-- START --
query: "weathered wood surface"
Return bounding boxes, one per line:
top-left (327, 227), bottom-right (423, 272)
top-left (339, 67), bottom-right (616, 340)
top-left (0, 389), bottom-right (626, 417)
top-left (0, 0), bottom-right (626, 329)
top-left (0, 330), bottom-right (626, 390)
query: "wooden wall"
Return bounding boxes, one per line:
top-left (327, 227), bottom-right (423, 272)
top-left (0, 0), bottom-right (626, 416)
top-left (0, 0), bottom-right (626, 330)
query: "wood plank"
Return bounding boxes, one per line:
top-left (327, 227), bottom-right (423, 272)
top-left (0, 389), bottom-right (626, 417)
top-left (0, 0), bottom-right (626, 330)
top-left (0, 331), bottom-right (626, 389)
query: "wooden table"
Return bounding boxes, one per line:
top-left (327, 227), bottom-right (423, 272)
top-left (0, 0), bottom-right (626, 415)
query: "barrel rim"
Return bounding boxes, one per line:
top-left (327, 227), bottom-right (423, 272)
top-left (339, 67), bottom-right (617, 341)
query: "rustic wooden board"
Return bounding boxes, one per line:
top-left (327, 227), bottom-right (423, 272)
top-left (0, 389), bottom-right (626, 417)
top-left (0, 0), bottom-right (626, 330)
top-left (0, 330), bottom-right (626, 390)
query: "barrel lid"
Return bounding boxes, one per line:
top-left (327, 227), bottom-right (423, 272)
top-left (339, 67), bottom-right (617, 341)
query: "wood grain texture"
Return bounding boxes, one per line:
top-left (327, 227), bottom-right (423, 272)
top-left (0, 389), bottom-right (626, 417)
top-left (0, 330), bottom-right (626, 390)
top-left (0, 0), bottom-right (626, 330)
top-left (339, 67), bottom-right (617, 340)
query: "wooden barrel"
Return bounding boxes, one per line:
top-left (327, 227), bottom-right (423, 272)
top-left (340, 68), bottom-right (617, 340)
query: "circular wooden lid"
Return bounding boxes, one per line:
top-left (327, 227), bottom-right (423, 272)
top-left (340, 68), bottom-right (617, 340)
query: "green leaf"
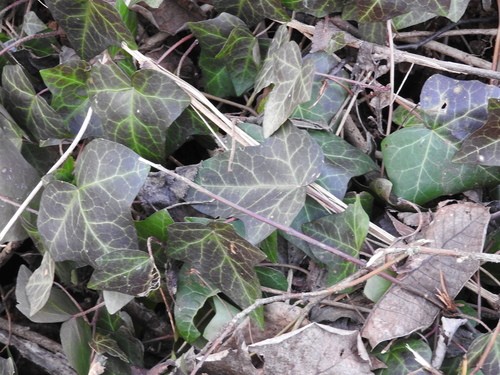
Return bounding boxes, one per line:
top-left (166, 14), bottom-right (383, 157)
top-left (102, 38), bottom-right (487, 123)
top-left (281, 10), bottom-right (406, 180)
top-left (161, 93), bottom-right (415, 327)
top-left (382, 75), bottom-right (500, 204)
top-left (303, 198), bottom-right (370, 282)
top-left (309, 131), bottom-right (378, 198)
top-left (292, 52), bottom-right (347, 127)
top-left (453, 99), bottom-right (500, 167)
top-left (377, 339), bottom-right (432, 375)
top-left (87, 250), bottom-right (160, 296)
top-left (60, 318), bottom-right (92, 375)
top-left (255, 267), bottom-right (288, 291)
top-left (16, 265), bottom-right (79, 323)
top-left (89, 64), bottom-right (190, 161)
top-left (174, 264), bottom-right (220, 343)
top-left (40, 60), bottom-right (103, 137)
top-left (382, 126), bottom-right (500, 204)
top-left (2, 65), bottom-right (69, 140)
top-left (188, 13), bottom-right (250, 97)
top-left (38, 139), bottom-right (154, 294)
top-left (0, 137), bottom-right (39, 242)
top-left (262, 42), bottom-right (314, 138)
top-left (46, 0), bottom-right (135, 60)
top-left (215, 27), bottom-right (260, 96)
top-left (187, 124), bottom-right (323, 244)
top-left (420, 74), bottom-right (500, 142)
top-left (281, 0), bottom-right (344, 18)
top-left (89, 333), bottom-right (129, 363)
top-left (167, 222), bottom-right (265, 323)
top-left (213, 0), bottom-right (290, 26)
top-left (342, 0), bottom-right (451, 23)
top-left (467, 333), bottom-right (500, 375)
top-left (26, 252), bottom-right (56, 316)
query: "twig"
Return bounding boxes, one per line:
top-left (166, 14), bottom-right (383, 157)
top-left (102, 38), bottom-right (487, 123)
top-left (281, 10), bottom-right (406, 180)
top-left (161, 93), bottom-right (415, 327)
top-left (0, 107), bottom-right (92, 243)
top-left (0, 30), bottom-right (63, 56)
top-left (287, 20), bottom-right (500, 79)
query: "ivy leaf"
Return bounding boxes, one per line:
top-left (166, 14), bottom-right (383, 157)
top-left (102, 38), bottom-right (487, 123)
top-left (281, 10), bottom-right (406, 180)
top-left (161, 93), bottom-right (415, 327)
top-left (174, 264), bottom-right (219, 343)
top-left (0, 137), bottom-right (39, 242)
top-left (214, 0), bottom-right (290, 26)
top-left (342, 0), bottom-right (451, 23)
top-left (40, 60), bottom-right (103, 137)
top-left (292, 52), bottom-right (347, 126)
top-left (281, 0), bottom-right (344, 18)
top-left (167, 221), bottom-right (266, 323)
top-left (2, 65), bottom-right (70, 140)
top-left (309, 131), bottom-right (378, 198)
top-left (382, 126), bottom-right (500, 204)
top-left (89, 64), bottom-right (190, 161)
top-left (188, 13), bottom-right (258, 97)
top-left (420, 74), bottom-right (500, 142)
top-left (46, 0), bottom-right (135, 60)
top-left (37, 139), bottom-right (152, 294)
top-left (187, 124), bottom-right (323, 244)
top-left (453, 99), bottom-right (500, 166)
top-left (382, 75), bottom-right (500, 204)
top-left (215, 27), bottom-right (260, 96)
top-left (87, 250), bottom-right (159, 296)
top-left (262, 42), bottom-right (314, 138)
top-left (302, 197), bottom-right (370, 283)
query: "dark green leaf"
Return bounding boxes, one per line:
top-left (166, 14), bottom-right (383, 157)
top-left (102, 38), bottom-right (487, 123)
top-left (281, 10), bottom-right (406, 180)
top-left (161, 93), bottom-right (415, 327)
top-left (2, 65), bottom-right (70, 140)
top-left (255, 267), bottom-right (288, 291)
top-left (303, 199), bottom-right (370, 282)
top-left (215, 27), bottom-right (260, 96)
top-left (453, 99), bottom-right (500, 166)
top-left (60, 318), bottom-right (92, 374)
top-left (377, 339), bottom-right (432, 375)
top-left (16, 265), bottom-right (79, 323)
top-left (0, 137), bottom-right (39, 242)
top-left (382, 126), bottom-right (500, 204)
top-left (167, 222), bottom-right (265, 322)
top-left (40, 60), bottom-right (103, 137)
top-left (214, 0), bottom-right (290, 26)
top-left (88, 250), bottom-right (159, 295)
top-left (420, 74), bottom-right (500, 142)
top-left (46, 0), bottom-right (135, 60)
top-left (38, 140), bottom-right (154, 294)
top-left (262, 42), bottom-right (314, 138)
top-left (309, 131), bottom-right (378, 198)
top-left (187, 124), bottom-right (322, 243)
top-left (292, 52), bottom-right (347, 127)
top-left (174, 264), bottom-right (219, 343)
top-left (89, 333), bottom-right (129, 363)
top-left (467, 333), bottom-right (500, 375)
top-left (26, 252), bottom-right (55, 316)
top-left (342, 0), bottom-right (451, 23)
top-left (89, 64), bottom-right (190, 161)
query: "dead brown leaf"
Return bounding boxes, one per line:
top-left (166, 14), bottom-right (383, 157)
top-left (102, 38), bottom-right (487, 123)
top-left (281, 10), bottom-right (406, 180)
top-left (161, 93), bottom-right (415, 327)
top-left (362, 202), bottom-right (490, 347)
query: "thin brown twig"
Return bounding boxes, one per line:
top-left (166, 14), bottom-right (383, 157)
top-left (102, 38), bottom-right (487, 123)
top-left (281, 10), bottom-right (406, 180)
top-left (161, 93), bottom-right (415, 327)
top-left (0, 30), bottom-right (63, 56)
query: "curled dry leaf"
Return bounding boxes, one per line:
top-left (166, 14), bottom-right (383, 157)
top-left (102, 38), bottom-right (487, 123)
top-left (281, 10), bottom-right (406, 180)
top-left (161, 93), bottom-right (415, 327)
top-left (362, 202), bottom-right (490, 347)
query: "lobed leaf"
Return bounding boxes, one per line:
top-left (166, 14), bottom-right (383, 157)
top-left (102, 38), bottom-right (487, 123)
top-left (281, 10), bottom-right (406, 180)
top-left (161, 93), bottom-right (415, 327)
top-left (187, 124), bottom-right (323, 243)
top-left (46, 0), bottom-right (135, 60)
top-left (89, 64), bottom-right (190, 161)
top-left (214, 0), bottom-right (290, 26)
top-left (37, 139), bottom-right (156, 294)
top-left (453, 99), bottom-right (500, 167)
top-left (2, 65), bottom-right (70, 140)
top-left (167, 222), bottom-right (265, 323)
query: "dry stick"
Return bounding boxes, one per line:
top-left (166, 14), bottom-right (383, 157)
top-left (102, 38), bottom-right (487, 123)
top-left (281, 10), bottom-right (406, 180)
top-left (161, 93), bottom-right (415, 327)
top-left (0, 107), bottom-right (92, 243)
top-left (191, 256), bottom-right (405, 375)
top-left (287, 20), bottom-right (500, 80)
top-left (122, 43), bottom-right (395, 245)
top-left (0, 30), bottom-right (63, 56)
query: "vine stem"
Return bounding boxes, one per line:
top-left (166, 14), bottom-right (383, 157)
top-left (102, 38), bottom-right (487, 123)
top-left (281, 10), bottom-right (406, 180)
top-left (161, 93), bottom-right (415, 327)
top-left (0, 107), bottom-right (92, 244)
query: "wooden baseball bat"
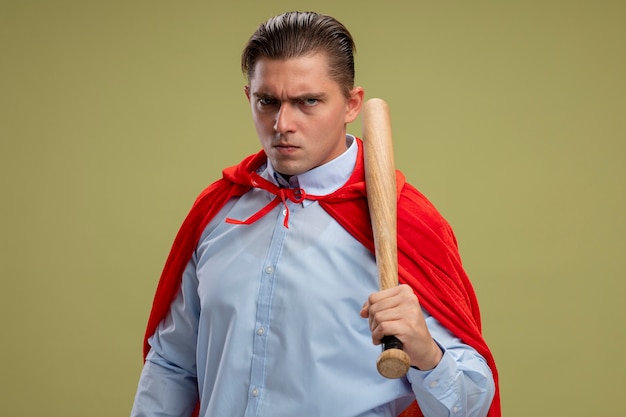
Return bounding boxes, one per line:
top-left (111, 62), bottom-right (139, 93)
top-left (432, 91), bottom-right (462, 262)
top-left (362, 98), bottom-right (411, 378)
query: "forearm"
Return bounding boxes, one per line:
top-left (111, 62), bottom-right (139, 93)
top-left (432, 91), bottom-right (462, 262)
top-left (408, 310), bottom-right (495, 417)
top-left (131, 355), bottom-right (198, 417)
top-left (408, 342), bottom-right (495, 417)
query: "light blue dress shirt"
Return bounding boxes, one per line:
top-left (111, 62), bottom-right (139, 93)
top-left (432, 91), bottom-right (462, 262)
top-left (131, 135), bottom-right (494, 417)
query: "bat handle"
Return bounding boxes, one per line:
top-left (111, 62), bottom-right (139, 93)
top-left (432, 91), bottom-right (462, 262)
top-left (376, 336), bottom-right (411, 379)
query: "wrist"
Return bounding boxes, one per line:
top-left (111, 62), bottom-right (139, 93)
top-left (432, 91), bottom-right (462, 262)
top-left (411, 339), bottom-right (443, 371)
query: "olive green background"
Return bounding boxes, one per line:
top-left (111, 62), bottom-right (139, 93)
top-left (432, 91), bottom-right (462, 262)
top-left (0, 0), bottom-right (626, 417)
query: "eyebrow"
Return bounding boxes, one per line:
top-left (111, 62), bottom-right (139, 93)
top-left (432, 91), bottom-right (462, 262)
top-left (252, 92), bottom-right (326, 102)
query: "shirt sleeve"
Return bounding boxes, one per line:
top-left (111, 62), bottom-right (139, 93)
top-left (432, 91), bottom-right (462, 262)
top-left (131, 258), bottom-right (200, 417)
top-left (408, 311), bottom-right (495, 417)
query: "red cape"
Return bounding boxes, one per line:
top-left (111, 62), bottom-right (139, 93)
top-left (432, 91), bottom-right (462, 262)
top-left (144, 139), bottom-right (501, 417)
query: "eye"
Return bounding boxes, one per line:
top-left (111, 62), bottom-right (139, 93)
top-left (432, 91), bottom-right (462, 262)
top-left (257, 97), bottom-right (276, 106)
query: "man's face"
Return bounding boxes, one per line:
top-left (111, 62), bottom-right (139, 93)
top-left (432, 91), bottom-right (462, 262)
top-left (245, 53), bottom-right (363, 175)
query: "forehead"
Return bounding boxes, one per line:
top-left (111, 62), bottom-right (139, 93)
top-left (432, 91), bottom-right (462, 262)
top-left (250, 52), bottom-right (337, 92)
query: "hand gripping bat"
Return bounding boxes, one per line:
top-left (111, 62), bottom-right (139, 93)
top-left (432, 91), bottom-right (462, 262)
top-left (362, 98), bottom-right (411, 378)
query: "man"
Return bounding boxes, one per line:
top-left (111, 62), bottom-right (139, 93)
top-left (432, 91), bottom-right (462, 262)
top-left (132, 12), bottom-right (500, 417)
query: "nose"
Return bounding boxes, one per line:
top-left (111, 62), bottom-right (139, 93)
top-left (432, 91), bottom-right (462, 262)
top-left (274, 103), bottom-right (295, 134)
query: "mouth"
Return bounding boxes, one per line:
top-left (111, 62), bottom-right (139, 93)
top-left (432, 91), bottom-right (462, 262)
top-left (274, 143), bottom-right (300, 154)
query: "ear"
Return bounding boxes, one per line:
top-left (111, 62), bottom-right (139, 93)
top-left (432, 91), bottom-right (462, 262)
top-left (345, 87), bottom-right (365, 123)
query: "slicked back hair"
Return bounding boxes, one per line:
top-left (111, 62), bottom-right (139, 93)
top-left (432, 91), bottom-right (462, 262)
top-left (241, 12), bottom-right (356, 97)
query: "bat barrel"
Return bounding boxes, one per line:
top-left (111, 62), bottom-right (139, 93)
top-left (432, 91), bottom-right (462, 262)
top-left (363, 98), bottom-right (410, 378)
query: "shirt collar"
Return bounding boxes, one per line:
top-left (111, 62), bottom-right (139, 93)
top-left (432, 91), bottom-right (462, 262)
top-left (263, 134), bottom-right (358, 204)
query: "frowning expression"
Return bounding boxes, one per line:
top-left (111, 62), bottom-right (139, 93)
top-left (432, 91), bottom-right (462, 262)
top-left (245, 53), bottom-right (363, 175)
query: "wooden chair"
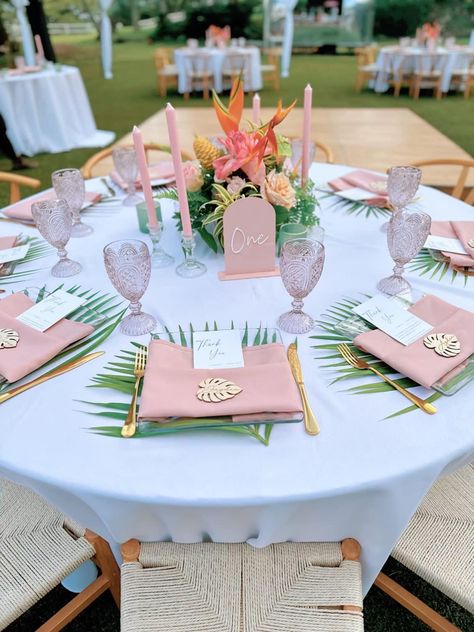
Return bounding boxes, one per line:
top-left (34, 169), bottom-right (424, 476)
top-left (375, 463), bottom-right (474, 632)
top-left (184, 51), bottom-right (214, 101)
top-left (260, 47), bottom-right (282, 91)
top-left (354, 46), bottom-right (379, 92)
top-left (0, 171), bottom-right (41, 204)
top-left (0, 479), bottom-right (120, 632)
top-left (121, 540), bottom-right (364, 632)
top-left (410, 53), bottom-right (446, 99)
top-left (81, 143), bottom-right (193, 180)
top-left (154, 48), bottom-right (178, 97)
top-left (412, 158), bottom-right (474, 204)
top-left (451, 59), bottom-right (474, 99)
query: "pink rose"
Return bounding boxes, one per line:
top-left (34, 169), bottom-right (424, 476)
top-left (261, 169), bottom-right (296, 208)
top-left (183, 160), bottom-right (204, 193)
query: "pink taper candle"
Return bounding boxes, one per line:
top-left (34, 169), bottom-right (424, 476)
top-left (252, 92), bottom-right (260, 125)
top-left (35, 35), bottom-right (44, 59)
top-left (132, 125), bottom-right (158, 228)
top-left (165, 103), bottom-right (193, 237)
top-left (301, 83), bottom-right (313, 184)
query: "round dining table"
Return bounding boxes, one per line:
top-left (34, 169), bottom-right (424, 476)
top-left (174, 46), bottom-right (263, 94)
top-left (373, 46), bottom-right (474, 92)
top-left (0, 64), bottom-right (115, 156)
top-left (0, 163), bottom-right (474, 591)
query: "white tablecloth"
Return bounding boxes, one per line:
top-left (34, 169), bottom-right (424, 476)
top-left (174, 46), bottom-right (262, 93)
top-left (0, 164), bottom-right (474, 590)
top-left (0, 66), bottom-right (115, 156)
top-left (374, 46), bottom-right (474, 92)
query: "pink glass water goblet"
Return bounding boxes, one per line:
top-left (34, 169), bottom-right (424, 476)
top-left (278, 239), bottom-right (325, 334)
top-left (104, 239), bottom-right (156, 336)
top-left (51, 169), bottom-right (94, 237)
top-left (112, 147), bottom-right (143, 206)
top-left (31, 200), bottom-right (82, 278)
top-left (377, 208), bottom-right (431, 296)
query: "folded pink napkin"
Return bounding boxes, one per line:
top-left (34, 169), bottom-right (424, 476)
top-left (430, 221), bottom-right (474, 268)
top-left (3, 191), bottom-right (102, 223)
top-left (354, 295), bottom-right (474, 387)
top-left (139, 340), bottom-right (302, 421)
top-left (0, 292), bottom-right (94, 382)
top-left (110, 160), bottom-right (174, 191)
top-left (328, 169), bottom-right (388, 206)
top-left (0, 236), bottom-right (17, 250)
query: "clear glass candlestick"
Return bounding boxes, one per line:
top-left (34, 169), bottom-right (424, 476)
top-left (51, 169), bottom-right (94, 237)
top-left (147, 221), bottom-right (174, 268)
top-left (176, 233), bottom-right (207, 279)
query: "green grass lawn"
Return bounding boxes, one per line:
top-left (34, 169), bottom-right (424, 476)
top-left (0, 33), bottom-right (474, 632)
top-left (0, 33), bottom-right (474, 202)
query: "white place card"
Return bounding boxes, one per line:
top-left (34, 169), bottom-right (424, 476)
top-left (193, 329), bottom-right (244, 369)
top-left (353, 294), bottom-right (433, 346)
top-left (0, 244), bottom-right (30, 265)
top-left (17, 290), bottom-right (87, 331)
top-left (334, 187), bottom-right (380, 202)
top-left (425, 235), bottom-right (468, 255)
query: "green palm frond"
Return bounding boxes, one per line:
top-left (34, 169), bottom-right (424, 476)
top-left (0, 285), bottom-right (127, 393)
top-left (407, 248), bottom-right (469, 286)
top-left (321, 193), bottom-right (391, 217)
top-left (310, 296), bottom-right (441, 419)
top-left (82, 321), bottom-right (277, 445)
top-left (0, 235), bottom-right (54, 285)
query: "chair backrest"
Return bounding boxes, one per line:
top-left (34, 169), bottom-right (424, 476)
top-left (0, 171), bottom-right (41, 204)
top-left (412, 158), bottom-right (474, 205)
top-left (81, 143), bottom-right (192, 180)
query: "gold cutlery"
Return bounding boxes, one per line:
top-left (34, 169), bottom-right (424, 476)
top-left (0, 351), bottom-right (105, 404)
top-left (288, 342), bottom-right (319, 435)
top-left (337, 344), bottom-right (437, 415)
top-left (122, 347), bottom-right (147, 438)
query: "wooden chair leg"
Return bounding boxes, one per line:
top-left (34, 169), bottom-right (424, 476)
top-left (85, 529), bottom-right (120, 608)
top-left (375, 573), bottom-right (461, 632)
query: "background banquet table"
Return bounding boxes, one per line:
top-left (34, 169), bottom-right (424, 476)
top-left (109, 107), bottom-right (474, 188)
top-left (174, 46), bottom-right (263, 94)
top-left (374, 46), bottom-right (474, 92)
top-left (0, 164), bottom-right (474, 590)
top-left (0, 66), bottom-right (115, 156)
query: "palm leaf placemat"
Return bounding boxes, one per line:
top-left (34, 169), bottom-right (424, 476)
top-left (407, 248), bottom-right (469, 286)
top-left (310, 296), bottom-right (442, 419)
top-left (0, 235), bottom-right (55, 285)
top-left (0, 285), bottom-right (127, 393)
top-left (82, 322), bottom-right (277, 446)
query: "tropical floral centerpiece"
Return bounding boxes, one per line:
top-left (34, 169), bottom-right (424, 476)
top-left (162, 77), bottom-right (319, 252)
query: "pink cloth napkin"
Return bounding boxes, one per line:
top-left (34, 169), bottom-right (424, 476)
top-left (110, 160), bottom-right (174, 191)
top-left (139, 340), bottom-right (302, 421)
top-left (0, 292), bottom-right (94, 382)
top-left (3, 191), bottom-right (102, 223)
top-left (328, 170), bottom-right (388, 206)
top-left (354, 295), bottom-right (474, 387)
top-left (430, 221), bottom-right (474, 268)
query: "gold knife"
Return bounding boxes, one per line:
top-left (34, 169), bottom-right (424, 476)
top-left (288, 342), bottom-right (319, 435)
top-left (0, 351), bottom-right (105, 404)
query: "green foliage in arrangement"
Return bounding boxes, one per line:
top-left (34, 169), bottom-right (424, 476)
top-left (0, 285), bottom-right (127, 393)
top-left (310, 296), bottom-right (442, 419)
top-left (407, 248), bottom-right (469, 286)
top-left (83, 321), bottom-right (277, 446)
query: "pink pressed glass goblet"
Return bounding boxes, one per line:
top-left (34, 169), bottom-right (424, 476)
top-left (112, 147), bottom-right (143, 206)
top-left (104, 239), bottom-right (156, 336)
top-left (377, 208), bottom-right (431, 296)
top-left (31, 200), bottom-right (82, 278)
top-left (278, 239), bottom-right (325, 334)
top-left (51, 169), bottom-right (94, 237)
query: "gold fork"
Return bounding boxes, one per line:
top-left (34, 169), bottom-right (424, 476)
top-left (337, 344), bottom-right (437, 415)
top-left (122, 347), bottom-right (147, 438)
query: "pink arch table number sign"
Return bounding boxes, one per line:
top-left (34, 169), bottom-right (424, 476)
top-left (219, 197), bottom-right (280, 281)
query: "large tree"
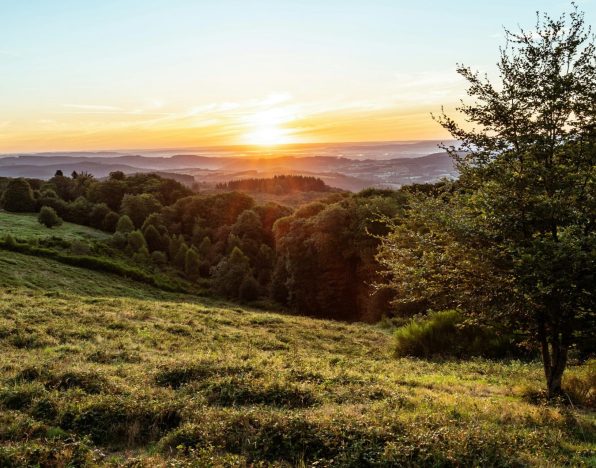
-- END --
**The task:** Can you repeat the rows word for word, from the line containing "arch table number" through the end of the rows, leaving out any pictures?

**Solution for this exercise:**
query: "pink arch table number sign"
Return bounding boxes, one per line:
top-left (34, 169), bottom-right (424, 476)
top-left (219, 197), bottom-right (280, 281)
query: "large tree"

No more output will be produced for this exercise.